START Document passage

For more than 40 years, Amtrak has relied on $1 billion or more a year in taxpayer handouts to run slow, and often late, passenger trains. Indeed, the man considered to be the “father” of Amtrak, Anthony Haswell, recently said that he is “personally embarrassed over what I helped to create.”
Passenger trains still can offer pleasure but are otherwise obsolete as a means for moving people from point A to point B. Rails are great for moving freight but just can’t compete with buses, cars and planes when it comes to convenience and cost. Even worse, Congress treats Amtrak as a form of pork barrel, sending trains with an insignificant number of riders to remote areas of the country.
Congress did, however, take a step in the right direction in 2008 by requiring states to pay the subsidies for short-distance lines by 2013 or else the lines would be discontinued. That was a win for federalism: Federal taxpayers shouldn’t pay for activities that benefit a particular state.
The Hoosier State, which provides rail service between Indianapolis and Chicago four days a week, was one of the lines. Until recently, the state resisted what it absurdly claimed to be a federal “unfunded mandate.” Congress didn’t mandate that the states assume the subsidy burden and keep the lines in operation. Indiana and other states were given a choice.
At the last second, the Pence administration chose to use Hoosier tax dollars to keep the Hoosier State in operation. In a deal reached with Amtrak, the state will split with local governments that have stops along the route the $2.7 million needed to continue the line for another year. The line’s occupancy rate is less than 50 percent, but the governor claims that the agreement “will make Hoosier jobs more secure and preserve an important transportation link for Indiana.”

END Document passage
START Stored data

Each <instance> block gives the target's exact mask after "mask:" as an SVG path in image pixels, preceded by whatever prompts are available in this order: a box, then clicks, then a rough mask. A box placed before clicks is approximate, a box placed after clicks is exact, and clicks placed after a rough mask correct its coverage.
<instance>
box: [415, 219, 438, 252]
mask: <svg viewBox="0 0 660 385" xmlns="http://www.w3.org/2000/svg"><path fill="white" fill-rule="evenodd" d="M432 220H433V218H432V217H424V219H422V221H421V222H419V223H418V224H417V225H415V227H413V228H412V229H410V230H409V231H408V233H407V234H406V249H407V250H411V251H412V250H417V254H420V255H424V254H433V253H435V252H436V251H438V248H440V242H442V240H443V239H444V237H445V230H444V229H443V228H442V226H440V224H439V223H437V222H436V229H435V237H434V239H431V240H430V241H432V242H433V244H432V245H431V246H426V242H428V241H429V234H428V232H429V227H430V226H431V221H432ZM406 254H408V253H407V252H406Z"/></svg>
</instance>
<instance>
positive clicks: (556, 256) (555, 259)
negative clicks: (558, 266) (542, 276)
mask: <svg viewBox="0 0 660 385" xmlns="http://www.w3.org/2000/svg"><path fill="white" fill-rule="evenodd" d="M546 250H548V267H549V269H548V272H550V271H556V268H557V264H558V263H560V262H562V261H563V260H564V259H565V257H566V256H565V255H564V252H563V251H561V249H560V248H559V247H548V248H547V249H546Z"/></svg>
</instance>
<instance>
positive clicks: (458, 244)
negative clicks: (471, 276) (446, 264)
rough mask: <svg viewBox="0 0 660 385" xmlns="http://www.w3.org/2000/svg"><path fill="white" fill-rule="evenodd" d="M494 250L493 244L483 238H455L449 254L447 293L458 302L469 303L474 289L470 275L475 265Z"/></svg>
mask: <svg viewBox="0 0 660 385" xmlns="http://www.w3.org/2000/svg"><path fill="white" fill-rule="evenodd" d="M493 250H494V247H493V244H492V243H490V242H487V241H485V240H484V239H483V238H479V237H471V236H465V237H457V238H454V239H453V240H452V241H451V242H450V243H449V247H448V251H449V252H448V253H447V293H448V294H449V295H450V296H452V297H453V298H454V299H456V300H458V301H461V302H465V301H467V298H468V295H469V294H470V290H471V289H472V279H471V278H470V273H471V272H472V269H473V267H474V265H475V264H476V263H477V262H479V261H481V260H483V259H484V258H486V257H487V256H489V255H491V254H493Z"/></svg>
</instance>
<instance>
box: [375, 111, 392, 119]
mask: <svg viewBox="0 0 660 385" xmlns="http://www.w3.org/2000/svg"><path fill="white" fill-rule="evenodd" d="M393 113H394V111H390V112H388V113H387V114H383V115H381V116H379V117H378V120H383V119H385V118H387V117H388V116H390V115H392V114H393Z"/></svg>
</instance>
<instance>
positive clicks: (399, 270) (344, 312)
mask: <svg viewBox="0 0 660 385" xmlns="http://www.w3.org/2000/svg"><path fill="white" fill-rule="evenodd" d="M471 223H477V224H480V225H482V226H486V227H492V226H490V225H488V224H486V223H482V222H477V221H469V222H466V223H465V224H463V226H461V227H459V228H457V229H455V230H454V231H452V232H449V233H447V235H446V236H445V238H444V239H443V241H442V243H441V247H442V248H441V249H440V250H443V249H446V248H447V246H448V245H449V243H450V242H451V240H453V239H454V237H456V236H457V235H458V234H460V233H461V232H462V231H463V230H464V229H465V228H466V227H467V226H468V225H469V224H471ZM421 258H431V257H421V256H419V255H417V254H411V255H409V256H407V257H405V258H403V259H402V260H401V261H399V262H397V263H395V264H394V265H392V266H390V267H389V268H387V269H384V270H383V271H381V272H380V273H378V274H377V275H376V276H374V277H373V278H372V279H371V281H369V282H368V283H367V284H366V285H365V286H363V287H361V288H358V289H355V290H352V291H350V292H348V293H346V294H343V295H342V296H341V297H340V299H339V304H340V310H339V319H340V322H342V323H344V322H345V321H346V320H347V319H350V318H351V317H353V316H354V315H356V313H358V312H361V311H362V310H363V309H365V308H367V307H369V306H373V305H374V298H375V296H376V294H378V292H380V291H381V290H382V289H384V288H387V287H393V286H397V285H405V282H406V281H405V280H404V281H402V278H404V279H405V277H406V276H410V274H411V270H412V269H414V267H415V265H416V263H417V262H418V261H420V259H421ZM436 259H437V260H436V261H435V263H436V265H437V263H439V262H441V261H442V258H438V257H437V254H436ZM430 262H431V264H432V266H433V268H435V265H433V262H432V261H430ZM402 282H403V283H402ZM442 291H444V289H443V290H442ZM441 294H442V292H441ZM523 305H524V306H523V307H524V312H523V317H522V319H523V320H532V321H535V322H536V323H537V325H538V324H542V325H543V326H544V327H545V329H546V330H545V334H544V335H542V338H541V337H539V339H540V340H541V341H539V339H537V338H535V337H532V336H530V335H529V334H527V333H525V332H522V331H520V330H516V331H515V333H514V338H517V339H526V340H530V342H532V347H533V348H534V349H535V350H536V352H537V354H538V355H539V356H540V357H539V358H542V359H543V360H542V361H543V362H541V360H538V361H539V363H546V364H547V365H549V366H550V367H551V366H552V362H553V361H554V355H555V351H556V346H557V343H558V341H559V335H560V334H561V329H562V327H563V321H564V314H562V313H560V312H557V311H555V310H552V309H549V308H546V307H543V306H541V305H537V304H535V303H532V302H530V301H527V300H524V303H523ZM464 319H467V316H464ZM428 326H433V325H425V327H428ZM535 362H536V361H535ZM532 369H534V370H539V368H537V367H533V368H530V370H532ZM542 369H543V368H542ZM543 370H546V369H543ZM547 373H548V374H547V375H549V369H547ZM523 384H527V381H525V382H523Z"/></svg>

END Stored data
START Stored data

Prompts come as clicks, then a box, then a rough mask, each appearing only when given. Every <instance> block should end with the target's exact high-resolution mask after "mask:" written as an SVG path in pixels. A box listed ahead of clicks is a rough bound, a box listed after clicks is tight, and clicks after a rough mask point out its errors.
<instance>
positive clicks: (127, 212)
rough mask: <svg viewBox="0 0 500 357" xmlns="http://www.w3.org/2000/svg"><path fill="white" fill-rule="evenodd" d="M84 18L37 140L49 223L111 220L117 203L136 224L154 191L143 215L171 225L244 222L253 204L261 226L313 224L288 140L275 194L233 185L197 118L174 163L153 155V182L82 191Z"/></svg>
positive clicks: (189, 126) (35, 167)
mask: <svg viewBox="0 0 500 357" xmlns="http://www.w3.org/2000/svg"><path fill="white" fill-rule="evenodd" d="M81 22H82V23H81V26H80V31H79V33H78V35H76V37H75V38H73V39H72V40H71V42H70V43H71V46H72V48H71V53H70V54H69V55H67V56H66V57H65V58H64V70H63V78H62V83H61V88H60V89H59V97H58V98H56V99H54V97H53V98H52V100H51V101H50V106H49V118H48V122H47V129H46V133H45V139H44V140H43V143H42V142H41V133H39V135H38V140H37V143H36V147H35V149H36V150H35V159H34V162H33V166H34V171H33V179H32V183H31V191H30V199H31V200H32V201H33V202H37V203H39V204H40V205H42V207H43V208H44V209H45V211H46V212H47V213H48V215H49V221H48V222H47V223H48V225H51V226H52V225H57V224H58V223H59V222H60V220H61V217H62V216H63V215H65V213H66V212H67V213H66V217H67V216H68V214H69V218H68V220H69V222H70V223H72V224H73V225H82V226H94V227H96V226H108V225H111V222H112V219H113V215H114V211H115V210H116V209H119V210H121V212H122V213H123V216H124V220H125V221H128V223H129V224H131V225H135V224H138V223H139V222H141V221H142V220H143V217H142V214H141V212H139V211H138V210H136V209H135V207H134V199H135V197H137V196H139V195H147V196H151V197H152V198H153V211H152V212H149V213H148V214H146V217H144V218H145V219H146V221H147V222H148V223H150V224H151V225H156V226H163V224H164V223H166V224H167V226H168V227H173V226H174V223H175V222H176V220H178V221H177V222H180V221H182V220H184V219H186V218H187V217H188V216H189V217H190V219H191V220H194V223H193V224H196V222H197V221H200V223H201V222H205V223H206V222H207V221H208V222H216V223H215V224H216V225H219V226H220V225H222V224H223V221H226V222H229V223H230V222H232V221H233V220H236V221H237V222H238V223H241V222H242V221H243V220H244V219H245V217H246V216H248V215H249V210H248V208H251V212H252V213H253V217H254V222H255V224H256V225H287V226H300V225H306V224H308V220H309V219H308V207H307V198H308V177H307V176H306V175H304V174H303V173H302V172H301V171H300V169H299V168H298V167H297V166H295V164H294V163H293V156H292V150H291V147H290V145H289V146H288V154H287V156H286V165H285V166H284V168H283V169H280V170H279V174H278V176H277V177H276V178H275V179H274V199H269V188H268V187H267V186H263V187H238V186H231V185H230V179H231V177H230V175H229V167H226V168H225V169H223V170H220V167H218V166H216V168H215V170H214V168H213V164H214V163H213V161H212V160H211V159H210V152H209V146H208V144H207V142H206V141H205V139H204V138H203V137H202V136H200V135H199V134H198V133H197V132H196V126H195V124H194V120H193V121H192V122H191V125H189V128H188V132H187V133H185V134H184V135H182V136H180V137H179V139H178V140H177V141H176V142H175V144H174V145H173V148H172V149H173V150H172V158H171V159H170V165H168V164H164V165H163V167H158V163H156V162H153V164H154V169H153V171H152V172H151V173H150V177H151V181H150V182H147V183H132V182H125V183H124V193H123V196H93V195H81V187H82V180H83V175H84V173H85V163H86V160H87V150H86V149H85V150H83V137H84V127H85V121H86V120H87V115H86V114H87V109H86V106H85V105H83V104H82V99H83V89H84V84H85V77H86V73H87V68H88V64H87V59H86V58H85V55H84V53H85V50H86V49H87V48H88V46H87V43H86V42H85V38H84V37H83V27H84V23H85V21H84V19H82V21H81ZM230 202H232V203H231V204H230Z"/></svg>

END Stored data

**Task A**:
Reproduce the passage on Amtrak subsidies from "Congress did, however, take" up to and including "given a choice.".
**Task B**:
According to the passage on Amtrak subsidies, how much money is needed to keep the Hoosier State line running for another year?
Rely only on the passage on Amtrak subsidies.

**Response A**:
Congress did, however, take a step in the right direction in 2008 by requiring states to pay the subsidies for short-distance lines by 2013 or else the lines would be discontinued. That was a win for federalism: Federal taxpayers shouldn’t pay for activities that benefit a particular state.
The Hoosier State, which provides rail service between Indianapolis and Chicago four days a week, was one of the lines. Until recently, the state resisted what it absurdly claimed to be a federal “unfunded mandate.” Congress didn’t mandate that the states assume the subsidy burden and keep the lines in operation. Indiana and other states were given a choice.

**Response B**:
$2.7 million